AVAILABLE DATA:
☆ ☆ ☆ ☆
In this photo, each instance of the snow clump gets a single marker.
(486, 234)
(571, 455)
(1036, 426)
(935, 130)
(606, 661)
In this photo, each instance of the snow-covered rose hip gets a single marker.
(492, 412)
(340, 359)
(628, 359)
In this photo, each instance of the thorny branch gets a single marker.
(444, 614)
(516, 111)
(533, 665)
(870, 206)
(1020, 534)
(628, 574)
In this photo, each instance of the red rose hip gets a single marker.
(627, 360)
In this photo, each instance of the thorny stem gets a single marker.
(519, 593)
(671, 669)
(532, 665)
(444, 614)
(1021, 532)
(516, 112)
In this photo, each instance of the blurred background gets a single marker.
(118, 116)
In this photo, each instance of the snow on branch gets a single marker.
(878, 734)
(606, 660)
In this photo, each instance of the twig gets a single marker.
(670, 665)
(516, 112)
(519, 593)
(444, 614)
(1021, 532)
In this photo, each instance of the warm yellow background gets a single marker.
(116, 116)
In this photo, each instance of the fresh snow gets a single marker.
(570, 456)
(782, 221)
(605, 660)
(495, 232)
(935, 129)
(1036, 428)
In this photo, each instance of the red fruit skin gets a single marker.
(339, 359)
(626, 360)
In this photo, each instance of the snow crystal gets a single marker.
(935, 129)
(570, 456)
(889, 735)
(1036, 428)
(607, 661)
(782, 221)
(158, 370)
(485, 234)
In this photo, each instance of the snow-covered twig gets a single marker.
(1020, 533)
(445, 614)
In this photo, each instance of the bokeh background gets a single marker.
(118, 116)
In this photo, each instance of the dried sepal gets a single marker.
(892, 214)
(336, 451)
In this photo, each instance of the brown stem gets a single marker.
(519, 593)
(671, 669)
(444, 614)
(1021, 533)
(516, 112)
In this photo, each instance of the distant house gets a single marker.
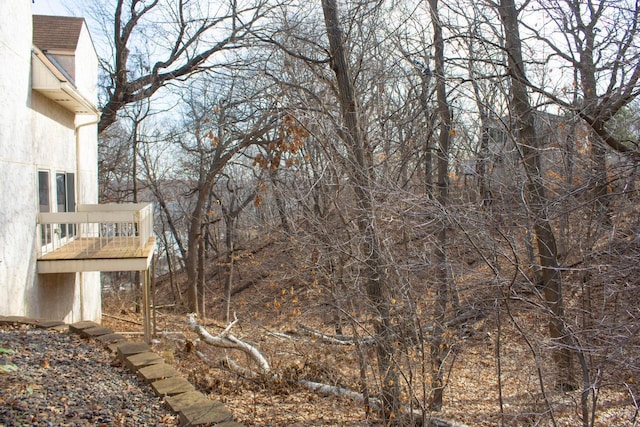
☆ ☆ ☆ ☆
GIVEN REQUEST:
Copy every entry above word for word, leaving out the picture.

OUTPUT OF THE EXERCISE:
In this photo, each instance of the snow clump gets a single marker.
(486, 234)
(571, 455)
(1036, 426)
(935, 130)
(606, 661)
In this photo, each instance of the snow-covered rose hip gets a single marker.
(492, 412)
(340, 359)
(628, 359)
In this photo, each instance of the thorny branch gets a single marker.
(444, 614)
(516, 111)
(533, 665)
(870, 206)
(1020, 534)
(628, 574)
In this photo, each instance of the red rose hip gets a single marker.
(627, 360)
In this photo, each instance of the thorny stem gets a single marker.
(519, 593)
(671, 669)
(532, 665)
(444, 614)
(1021, 532)
(516, 112)
In this photo, each instance of the blurred background gets a single marker.
(118, 116)
In this photo, each instance of the snow on branch gets a single marker.
(878, 734)
(606, 660)
In this photo, each instance of the twig gets a single marker.
(670, 665)
(516, 112)
(519, 593)
(444, 614)
(1021, 532)
In this photo, each instance of the warm yellow background gets a single marker.
(116, 116)
In this photo, each instance of the fresh snow gets a single marker.
(570, 456)
(782, 221)
(605, 660)
(495, 232)
(935, 129)
(1036, 428)
In this photo, each instance of the red fruit skin gets a single marker.
(339, 359)
(626, 360)
In this photo, each instance of the snow crystal gets a single marker.
(935, 129)
(570, 456)
(889, 735)
(1036, 428)
(607, 661)
(782, 221)
(158, 370)
(485, 234)
In this photo, each instance of the snow-covered twig gets a single marker.
(1020, 533)
(445, 614)
In this photo, each instance of the bokeh background gets a single marker.
(118, 116)
In this photo, each instance of the dried sepal gets a single marker.
(892, 214)
(336, 451)
In this photo, each instance of the brown stem gets a single marker.
(519, 593)
(671, 669)
(444, 614)
(1021, 533)
(516, 112)
In this photo, each instance of the distant house gets a single marker.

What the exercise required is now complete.